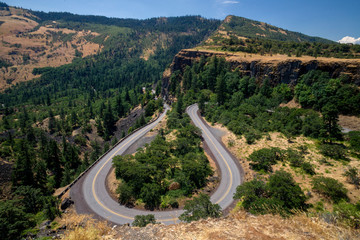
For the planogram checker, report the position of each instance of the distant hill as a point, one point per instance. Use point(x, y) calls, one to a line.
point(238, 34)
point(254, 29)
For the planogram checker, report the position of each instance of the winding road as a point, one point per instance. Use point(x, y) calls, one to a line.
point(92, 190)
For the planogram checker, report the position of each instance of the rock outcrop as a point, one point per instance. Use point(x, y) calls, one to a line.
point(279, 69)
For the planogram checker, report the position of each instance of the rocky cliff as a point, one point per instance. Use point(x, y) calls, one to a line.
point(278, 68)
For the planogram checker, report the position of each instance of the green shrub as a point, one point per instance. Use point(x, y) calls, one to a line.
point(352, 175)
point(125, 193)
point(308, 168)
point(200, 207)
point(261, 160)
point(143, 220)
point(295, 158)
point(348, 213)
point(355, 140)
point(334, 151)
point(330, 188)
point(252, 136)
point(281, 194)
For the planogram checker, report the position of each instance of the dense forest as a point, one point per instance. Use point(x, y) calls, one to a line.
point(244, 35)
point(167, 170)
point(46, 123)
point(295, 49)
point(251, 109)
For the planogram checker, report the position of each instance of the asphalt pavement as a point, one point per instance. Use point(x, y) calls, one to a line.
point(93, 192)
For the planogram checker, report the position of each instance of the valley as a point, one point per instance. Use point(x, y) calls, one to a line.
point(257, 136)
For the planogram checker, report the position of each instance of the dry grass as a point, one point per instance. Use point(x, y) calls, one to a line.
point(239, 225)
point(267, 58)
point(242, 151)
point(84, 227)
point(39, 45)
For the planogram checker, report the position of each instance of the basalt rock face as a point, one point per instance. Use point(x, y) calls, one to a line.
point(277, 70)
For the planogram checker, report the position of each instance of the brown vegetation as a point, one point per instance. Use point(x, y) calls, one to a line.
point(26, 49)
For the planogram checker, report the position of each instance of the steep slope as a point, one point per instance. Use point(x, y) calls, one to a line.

__________________________________________________

HOW TO COMPLETE THIS TASK
The records are to be retyped in full and exactly, with no image carried over.

OUTPUT FOR THIS EXERCISE
For the planogram checker, report the position of each instance of the distant hill as a point, one point per instance. Use point(x, y) calls, one to a line.
point(238, 34)
point(254, 29)
For the planogram checker, report the position of each instance of the winding road as a point, one point per instance. Use point(x, y) calls, one to a line.
point(92, 190)
For the planogram checker, report the position of each instance of the rock outcrop as a point, one point per instance. Use point(x, y) calls, one to a line.
point(279, 69)
For the planogram checker, report the position of each instance of the rocky cliff as a point, one point per instance. Use point(x, y) calls, one to a line.
point(278, 68)
For the planogram checker, report the position of each instance of the green shrub as a point, one point per instance. Use point(x, y) calls, one to a line.
point(352, 175)
point(125, 193)
point(308, 168)
point(200, 207)
point(261, 160)
point(143, 220)
point(295, 158)
point(348, 213)
point(355, 140)
point(334, 151)
point(330, 188)
point(252, 136)
point(281, 194)
For the planogram checker, report the position of each instance of the dense forest as a point, one point per instance. Use point(x, y) calls, one to a line.
point(244, 35)
point(167, 170)
point(46, 123)
point(295, 49)
point(251, 109)
For the planogram checker, report the position of each instance of the asphalt pavement as a point, one point per instance. Use point(x, y) calls, one to a line.
point(93, 192)
For the planogram checker, report the position of each instance of the valley as a point, one point per instance. Use point(x, y) calls, one to a line.
point(257, 136)
For the planogram checker, report the position of each instance of the dry grass as a point, one point per instance. Use point(x, y) calls, one to a line.
point(239, 225)
point(267, 58)
point(242, 151)
point(84, 227)
point(39, 45)
For the planogram checker, report the position of each instance of the basalt rock face as a point, one point per instance. Use point(x, y) calls, one to a line.
point(277, 70)
For the planogram checker, report the position of each instance of the brown vegetation as a point, one point per instance. Use point(x, y) calls, one to a line.
point(26, 49)
For the planogram checker, report the position of each instance of the steep slope as a point, one point per instance. Use point(x, y) calls, one to a line.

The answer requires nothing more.